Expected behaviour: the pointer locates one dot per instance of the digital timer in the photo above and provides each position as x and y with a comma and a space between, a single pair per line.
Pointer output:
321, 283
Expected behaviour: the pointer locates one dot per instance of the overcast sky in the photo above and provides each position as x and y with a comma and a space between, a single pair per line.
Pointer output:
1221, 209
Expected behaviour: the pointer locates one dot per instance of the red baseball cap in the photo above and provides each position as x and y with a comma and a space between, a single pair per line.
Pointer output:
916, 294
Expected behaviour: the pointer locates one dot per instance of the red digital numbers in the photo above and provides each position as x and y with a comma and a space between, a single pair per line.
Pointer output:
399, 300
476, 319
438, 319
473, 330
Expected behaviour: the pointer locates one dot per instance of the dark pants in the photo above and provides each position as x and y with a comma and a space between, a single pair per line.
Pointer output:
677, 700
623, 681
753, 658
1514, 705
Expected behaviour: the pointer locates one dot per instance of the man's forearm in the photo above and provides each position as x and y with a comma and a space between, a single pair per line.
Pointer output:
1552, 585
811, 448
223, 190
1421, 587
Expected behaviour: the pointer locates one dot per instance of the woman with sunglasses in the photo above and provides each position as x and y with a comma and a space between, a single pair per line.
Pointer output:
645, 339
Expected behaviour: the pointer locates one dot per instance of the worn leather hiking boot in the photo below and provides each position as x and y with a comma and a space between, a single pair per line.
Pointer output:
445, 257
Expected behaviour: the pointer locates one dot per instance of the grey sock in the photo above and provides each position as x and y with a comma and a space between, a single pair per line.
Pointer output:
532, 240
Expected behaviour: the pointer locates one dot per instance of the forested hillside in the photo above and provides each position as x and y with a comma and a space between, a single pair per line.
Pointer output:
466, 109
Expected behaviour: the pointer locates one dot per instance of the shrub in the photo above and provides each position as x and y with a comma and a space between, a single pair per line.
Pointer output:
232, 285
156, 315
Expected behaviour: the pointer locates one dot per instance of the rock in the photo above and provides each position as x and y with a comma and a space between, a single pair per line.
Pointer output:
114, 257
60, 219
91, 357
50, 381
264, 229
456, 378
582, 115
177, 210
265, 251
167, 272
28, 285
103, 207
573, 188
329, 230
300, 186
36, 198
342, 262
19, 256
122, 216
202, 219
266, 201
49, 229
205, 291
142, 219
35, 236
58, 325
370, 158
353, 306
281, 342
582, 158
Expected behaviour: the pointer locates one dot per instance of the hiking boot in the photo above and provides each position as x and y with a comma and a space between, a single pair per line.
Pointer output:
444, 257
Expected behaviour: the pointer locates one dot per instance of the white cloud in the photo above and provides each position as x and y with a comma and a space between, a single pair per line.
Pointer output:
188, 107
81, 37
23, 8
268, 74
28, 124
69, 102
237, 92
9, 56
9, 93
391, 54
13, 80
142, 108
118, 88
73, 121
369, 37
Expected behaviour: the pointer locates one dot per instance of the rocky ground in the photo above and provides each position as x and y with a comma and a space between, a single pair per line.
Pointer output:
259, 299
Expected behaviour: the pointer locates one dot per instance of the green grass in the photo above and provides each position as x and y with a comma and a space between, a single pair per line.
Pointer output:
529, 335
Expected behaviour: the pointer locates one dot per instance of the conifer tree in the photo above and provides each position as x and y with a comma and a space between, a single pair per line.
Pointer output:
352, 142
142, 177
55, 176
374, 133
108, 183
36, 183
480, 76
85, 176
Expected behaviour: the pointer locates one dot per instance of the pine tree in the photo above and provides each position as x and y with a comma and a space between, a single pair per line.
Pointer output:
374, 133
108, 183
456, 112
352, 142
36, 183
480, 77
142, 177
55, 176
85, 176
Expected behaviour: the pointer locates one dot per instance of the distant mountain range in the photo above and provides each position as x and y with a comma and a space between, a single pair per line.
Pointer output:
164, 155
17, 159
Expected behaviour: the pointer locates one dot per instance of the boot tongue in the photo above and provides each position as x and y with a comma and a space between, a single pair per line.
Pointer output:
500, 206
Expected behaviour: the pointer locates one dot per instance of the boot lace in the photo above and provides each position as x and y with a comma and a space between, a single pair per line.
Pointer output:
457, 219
• • • •
Schrijf de regels hierboven letterlijk over. Begin bij de regel met "the boot tongue" en ga door tot en met de laatste regel.

Expected behaviour: the pointer locates one dot per instance of the boot tongue in the photo above and provides each position as x and y with a comma and a space between, a single pair per line.
Pointer output:
500, 206
Expected behaviour: the pointer locates one dot per instance of the boot lace in the photo above and provides each position as x and y with a comma and a space between, a single pair per line.
Pointer output:
457, 219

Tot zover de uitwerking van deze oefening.